*** Task inputs

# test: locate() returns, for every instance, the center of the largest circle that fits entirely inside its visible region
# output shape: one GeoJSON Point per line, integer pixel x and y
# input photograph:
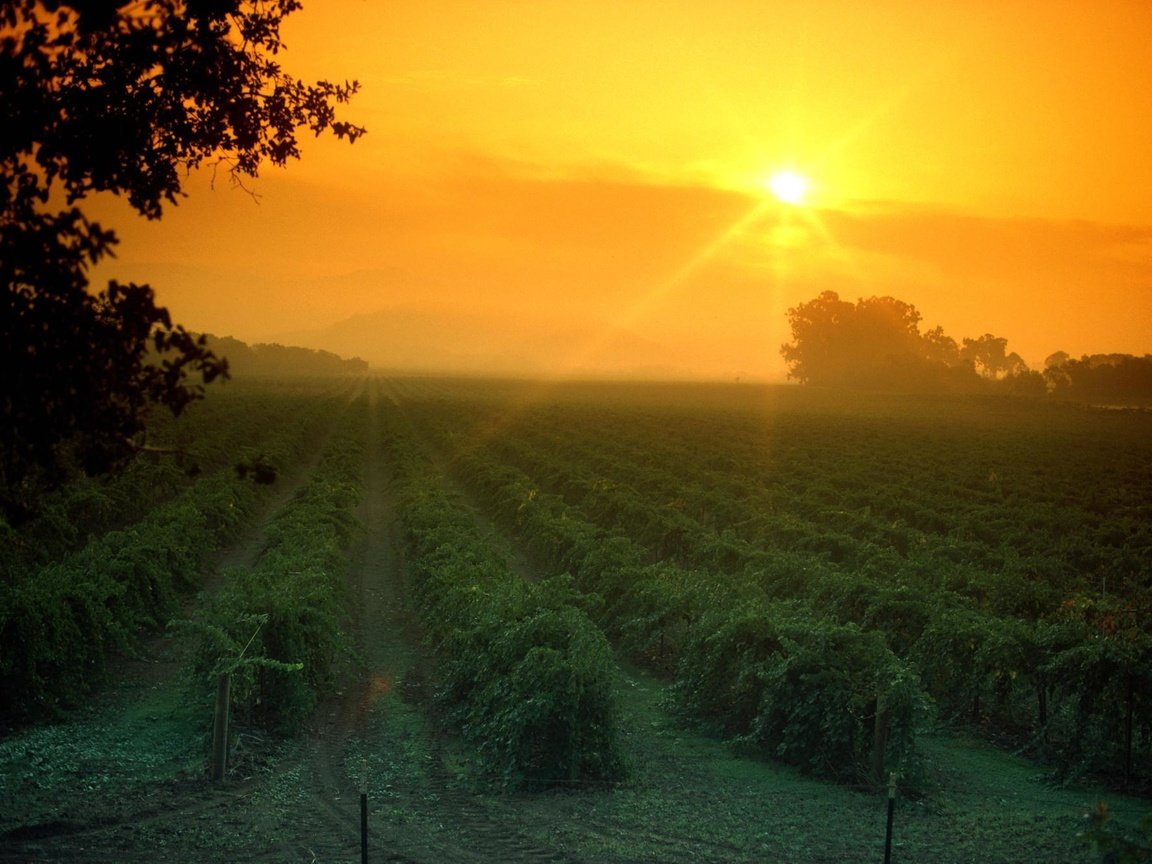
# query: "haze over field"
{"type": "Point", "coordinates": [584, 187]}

******
*** Task inputs

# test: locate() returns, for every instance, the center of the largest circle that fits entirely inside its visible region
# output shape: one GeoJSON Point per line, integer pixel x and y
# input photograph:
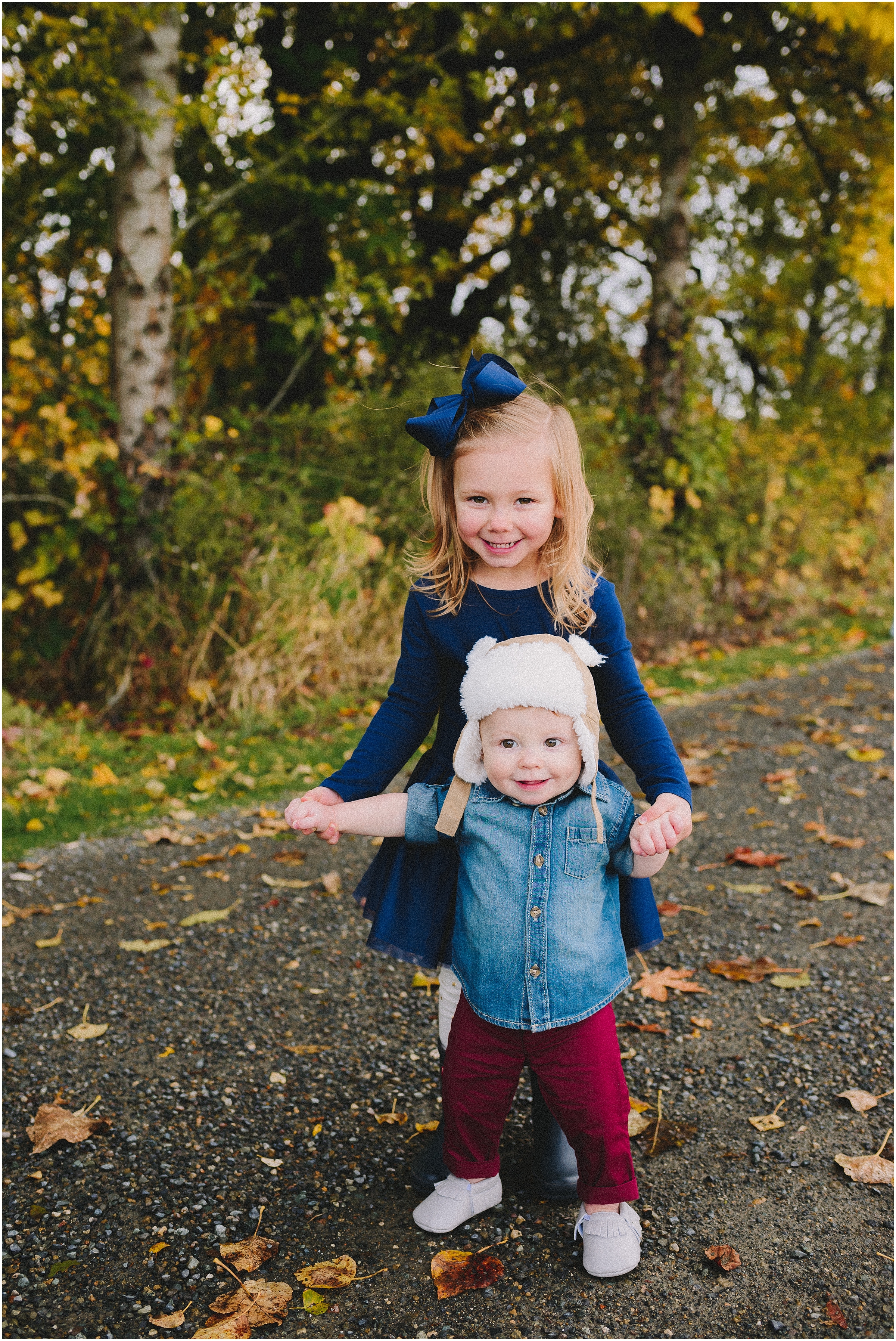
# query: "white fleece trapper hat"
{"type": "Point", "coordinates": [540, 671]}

******

Your instructions:
Count the lines in the records above that contain the string "Point". State only the number.

Task response:
4